*** Opening of DATA FOR PROCESSING ***

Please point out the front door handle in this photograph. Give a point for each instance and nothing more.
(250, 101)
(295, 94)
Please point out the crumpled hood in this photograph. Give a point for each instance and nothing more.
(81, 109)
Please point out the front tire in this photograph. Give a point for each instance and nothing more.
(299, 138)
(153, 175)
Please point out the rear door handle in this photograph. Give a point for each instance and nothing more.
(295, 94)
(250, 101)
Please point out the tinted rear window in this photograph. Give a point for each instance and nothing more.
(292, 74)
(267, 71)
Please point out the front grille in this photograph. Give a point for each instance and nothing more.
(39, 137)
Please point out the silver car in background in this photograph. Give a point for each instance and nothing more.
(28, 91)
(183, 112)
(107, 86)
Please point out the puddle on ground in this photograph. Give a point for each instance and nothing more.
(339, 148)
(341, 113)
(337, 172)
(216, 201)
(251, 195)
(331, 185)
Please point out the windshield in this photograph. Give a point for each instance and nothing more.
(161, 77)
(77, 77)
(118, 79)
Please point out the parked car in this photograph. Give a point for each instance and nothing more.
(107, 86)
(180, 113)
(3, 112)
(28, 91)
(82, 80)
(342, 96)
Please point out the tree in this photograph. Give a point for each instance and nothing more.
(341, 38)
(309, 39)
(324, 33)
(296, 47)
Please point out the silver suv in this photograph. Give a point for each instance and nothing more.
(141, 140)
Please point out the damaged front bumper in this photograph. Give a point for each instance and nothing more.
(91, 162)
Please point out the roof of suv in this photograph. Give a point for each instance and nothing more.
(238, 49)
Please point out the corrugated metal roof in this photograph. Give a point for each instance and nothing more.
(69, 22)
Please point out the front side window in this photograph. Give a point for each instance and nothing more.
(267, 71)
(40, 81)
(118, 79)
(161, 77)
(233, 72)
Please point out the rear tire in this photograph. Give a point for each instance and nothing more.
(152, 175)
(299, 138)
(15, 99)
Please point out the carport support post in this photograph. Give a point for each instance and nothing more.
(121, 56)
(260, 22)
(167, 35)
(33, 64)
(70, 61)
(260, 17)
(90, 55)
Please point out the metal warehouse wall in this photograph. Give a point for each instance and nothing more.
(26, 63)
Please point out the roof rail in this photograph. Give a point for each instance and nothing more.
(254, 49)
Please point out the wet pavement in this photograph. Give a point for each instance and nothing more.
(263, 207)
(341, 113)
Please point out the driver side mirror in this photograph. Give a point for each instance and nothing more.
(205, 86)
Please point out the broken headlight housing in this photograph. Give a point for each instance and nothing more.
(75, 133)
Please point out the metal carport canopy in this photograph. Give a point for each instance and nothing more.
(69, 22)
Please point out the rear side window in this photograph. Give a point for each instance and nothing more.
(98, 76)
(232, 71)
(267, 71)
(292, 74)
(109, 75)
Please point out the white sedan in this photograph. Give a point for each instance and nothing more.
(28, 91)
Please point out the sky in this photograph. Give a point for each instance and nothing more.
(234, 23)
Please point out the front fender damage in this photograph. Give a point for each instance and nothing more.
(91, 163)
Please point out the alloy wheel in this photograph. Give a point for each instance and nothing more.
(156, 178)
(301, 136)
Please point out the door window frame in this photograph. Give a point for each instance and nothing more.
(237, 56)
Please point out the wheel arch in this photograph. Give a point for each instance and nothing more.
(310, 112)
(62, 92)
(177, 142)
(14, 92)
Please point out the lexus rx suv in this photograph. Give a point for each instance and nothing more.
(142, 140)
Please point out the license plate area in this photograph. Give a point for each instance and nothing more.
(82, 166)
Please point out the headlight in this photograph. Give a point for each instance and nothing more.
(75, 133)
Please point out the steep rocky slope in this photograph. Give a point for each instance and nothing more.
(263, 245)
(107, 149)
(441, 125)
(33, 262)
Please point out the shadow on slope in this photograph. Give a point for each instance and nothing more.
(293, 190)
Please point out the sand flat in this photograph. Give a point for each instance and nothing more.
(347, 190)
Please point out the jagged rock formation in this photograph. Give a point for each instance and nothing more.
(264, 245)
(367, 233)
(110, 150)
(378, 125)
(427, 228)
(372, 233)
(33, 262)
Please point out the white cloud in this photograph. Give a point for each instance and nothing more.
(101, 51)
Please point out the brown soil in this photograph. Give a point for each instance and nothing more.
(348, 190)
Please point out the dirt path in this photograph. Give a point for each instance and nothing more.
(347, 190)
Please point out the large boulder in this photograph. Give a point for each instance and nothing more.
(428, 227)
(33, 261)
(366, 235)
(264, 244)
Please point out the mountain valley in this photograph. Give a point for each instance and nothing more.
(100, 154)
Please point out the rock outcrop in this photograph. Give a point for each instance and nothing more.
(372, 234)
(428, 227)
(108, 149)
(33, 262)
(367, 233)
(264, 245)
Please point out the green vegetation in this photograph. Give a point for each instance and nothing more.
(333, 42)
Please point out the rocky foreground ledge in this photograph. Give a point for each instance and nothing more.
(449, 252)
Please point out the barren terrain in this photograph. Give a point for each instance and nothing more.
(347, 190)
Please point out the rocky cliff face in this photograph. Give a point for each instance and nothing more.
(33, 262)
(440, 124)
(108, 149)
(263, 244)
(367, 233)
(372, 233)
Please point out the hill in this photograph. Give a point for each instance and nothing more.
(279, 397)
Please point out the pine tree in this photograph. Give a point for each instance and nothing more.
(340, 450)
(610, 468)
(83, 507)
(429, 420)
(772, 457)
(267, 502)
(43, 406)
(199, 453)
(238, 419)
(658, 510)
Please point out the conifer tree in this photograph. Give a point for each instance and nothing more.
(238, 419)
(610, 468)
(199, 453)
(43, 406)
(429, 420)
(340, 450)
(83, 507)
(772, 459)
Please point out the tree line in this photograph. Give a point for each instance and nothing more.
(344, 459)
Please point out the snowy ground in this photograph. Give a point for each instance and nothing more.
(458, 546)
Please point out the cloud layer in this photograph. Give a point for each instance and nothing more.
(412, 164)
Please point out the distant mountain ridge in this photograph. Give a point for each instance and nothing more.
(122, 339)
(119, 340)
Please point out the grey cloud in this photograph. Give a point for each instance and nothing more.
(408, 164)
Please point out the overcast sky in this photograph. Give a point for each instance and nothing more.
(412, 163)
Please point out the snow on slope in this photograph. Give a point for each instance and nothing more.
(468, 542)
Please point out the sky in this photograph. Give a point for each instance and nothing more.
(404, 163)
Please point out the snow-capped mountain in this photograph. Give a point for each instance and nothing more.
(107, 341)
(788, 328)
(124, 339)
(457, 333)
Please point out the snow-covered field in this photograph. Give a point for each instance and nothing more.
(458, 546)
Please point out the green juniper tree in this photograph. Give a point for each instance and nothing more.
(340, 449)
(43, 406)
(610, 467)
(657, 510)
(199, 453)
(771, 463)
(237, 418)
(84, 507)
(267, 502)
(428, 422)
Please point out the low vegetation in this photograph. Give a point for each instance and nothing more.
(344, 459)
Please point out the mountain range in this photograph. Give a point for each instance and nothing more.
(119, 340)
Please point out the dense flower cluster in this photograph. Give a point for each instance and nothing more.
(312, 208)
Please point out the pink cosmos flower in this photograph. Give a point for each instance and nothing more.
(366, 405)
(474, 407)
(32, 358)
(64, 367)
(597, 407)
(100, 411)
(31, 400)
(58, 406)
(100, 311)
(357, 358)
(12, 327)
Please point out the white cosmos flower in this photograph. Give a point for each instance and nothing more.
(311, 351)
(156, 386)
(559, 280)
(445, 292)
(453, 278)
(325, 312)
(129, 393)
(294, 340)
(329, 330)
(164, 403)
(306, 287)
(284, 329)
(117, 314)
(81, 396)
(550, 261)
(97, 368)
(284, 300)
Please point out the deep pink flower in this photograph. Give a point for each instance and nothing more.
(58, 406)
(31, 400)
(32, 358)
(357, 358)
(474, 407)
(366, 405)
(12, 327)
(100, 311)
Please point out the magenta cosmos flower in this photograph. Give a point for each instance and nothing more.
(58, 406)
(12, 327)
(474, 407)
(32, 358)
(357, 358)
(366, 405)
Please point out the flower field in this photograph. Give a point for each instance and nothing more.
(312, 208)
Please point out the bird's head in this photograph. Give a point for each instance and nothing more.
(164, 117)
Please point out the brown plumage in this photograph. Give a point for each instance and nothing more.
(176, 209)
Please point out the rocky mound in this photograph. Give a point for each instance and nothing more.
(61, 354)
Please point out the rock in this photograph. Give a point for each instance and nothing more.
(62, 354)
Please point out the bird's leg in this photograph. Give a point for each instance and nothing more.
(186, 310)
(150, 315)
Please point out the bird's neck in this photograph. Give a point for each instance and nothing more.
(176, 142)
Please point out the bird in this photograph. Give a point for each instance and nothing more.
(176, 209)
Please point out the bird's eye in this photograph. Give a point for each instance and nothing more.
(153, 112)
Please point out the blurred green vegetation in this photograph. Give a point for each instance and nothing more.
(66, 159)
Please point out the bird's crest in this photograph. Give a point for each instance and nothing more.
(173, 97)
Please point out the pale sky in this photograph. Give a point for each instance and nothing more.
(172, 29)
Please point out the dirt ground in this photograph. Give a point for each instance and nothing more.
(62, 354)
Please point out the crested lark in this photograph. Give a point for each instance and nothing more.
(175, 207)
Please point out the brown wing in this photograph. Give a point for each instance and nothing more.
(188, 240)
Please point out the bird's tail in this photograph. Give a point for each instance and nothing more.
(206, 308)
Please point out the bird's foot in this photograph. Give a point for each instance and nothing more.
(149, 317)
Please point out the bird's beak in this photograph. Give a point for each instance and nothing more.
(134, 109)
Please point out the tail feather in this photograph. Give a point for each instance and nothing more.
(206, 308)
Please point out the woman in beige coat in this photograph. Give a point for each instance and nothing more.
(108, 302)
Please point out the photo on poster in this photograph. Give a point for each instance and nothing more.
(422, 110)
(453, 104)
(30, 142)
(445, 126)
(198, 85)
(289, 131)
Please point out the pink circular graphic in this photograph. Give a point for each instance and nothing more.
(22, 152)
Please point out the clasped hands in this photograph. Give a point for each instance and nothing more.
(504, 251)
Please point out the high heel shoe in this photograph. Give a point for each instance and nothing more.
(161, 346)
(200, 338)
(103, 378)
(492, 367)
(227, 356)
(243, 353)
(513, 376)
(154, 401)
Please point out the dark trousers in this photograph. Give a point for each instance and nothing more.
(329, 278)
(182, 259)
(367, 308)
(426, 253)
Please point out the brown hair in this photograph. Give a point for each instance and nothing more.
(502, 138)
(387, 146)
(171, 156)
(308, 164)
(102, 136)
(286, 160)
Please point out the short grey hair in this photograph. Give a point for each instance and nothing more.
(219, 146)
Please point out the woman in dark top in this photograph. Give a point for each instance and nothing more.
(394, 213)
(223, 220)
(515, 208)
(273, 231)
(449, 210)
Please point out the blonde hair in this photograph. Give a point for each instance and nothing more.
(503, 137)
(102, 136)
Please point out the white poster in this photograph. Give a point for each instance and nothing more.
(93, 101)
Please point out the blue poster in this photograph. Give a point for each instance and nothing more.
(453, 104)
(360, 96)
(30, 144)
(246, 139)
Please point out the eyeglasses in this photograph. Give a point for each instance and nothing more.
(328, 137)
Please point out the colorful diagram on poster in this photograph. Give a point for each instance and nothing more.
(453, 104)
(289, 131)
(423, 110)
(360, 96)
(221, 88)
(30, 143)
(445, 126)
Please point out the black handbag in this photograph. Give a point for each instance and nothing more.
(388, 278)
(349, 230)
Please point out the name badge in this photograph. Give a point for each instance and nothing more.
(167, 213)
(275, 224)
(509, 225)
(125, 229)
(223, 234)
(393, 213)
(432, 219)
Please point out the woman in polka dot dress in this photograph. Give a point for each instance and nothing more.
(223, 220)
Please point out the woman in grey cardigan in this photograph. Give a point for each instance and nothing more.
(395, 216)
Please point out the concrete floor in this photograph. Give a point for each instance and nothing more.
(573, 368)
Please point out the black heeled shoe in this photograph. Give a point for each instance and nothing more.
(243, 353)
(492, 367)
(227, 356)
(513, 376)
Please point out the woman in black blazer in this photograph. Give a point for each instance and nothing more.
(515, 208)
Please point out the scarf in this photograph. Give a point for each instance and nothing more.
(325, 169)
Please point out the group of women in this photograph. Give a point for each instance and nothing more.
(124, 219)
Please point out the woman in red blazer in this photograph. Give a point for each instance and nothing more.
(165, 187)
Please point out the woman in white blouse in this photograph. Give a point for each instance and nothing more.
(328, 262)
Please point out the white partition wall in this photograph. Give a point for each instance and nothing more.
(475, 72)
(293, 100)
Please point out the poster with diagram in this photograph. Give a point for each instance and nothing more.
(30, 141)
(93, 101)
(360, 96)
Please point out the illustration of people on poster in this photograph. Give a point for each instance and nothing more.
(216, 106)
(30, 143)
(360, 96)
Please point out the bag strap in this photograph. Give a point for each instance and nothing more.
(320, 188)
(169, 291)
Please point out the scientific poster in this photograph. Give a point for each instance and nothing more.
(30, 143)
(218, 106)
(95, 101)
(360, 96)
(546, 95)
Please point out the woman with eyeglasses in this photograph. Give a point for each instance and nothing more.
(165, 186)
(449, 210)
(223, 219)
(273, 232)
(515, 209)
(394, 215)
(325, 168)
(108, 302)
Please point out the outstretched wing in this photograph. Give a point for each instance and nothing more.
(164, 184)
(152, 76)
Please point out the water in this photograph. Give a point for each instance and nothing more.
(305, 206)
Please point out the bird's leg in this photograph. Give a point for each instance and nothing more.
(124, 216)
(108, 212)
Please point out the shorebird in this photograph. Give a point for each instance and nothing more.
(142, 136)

*** Close of DATA FOR PROCESSING ***

_EXERCISE INSTRUCTIONS_:
For this exercise, please copy exactly the lines from the one holding "Please point out the outstretched" through the end of the records, the first and last included.

_SOLUTION TO THIS EXERCISE_:
Please point out the outstretched wing in this photograph. Give a point for each instance and nothing more.
(164, 184)
(152, 76)
Please point out the water in this photograph. Give a point for each instance and nothing more.
(305, 206)
Please point out the bird's leg in this photograph. Give a point for each instance and nothing more.
(124, 216)
(108, 212)
Please point out the shorebird in this photograph. Give a point for each instance and nothing more.
(142, 136)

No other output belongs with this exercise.